» INSTRUCTIONS FOR THE TASK:
Filter the entries down to the lines holding "plastic", then copy those lines.

==== DATA FOR PROCESSING ====

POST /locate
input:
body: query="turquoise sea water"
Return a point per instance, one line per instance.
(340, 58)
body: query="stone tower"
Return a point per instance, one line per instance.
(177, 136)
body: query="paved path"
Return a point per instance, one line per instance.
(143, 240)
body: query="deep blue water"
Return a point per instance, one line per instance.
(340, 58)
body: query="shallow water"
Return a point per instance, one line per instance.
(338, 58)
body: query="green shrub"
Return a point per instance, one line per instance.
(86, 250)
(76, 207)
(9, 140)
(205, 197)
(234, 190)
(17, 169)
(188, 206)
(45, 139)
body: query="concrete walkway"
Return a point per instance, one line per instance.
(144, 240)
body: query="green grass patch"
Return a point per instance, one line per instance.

====
==== DATA FOR PROCESSING ====

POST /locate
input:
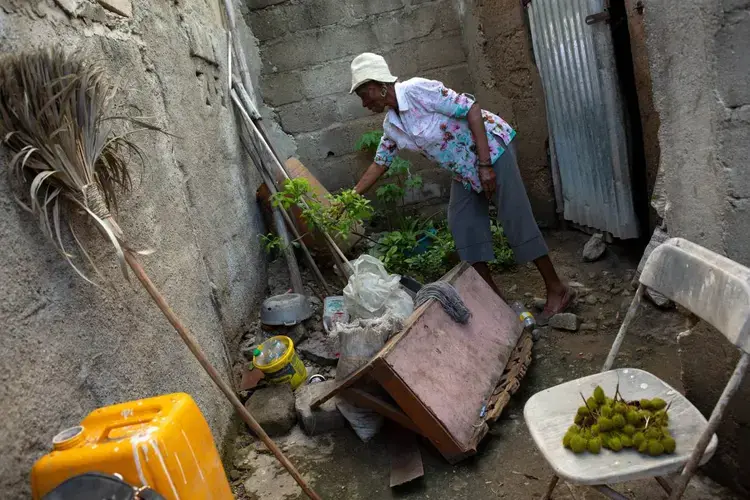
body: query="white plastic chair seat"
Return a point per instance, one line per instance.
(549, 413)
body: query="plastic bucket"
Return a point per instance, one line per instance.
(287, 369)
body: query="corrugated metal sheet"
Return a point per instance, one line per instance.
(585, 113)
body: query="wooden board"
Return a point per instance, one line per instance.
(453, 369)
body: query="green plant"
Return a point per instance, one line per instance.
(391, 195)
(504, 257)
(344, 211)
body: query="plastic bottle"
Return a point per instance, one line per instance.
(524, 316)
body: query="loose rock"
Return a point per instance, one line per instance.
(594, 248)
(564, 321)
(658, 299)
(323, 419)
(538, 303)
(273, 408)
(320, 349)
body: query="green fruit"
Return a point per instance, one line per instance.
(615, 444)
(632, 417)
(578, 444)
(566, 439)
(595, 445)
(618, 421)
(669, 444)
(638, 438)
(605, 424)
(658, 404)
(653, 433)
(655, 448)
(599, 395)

====

» OUTPUT FOR THIS EXERCISE:
body: query="white plastic chair seat"
body: query="plastic bucket"
body: query="plastic bottle"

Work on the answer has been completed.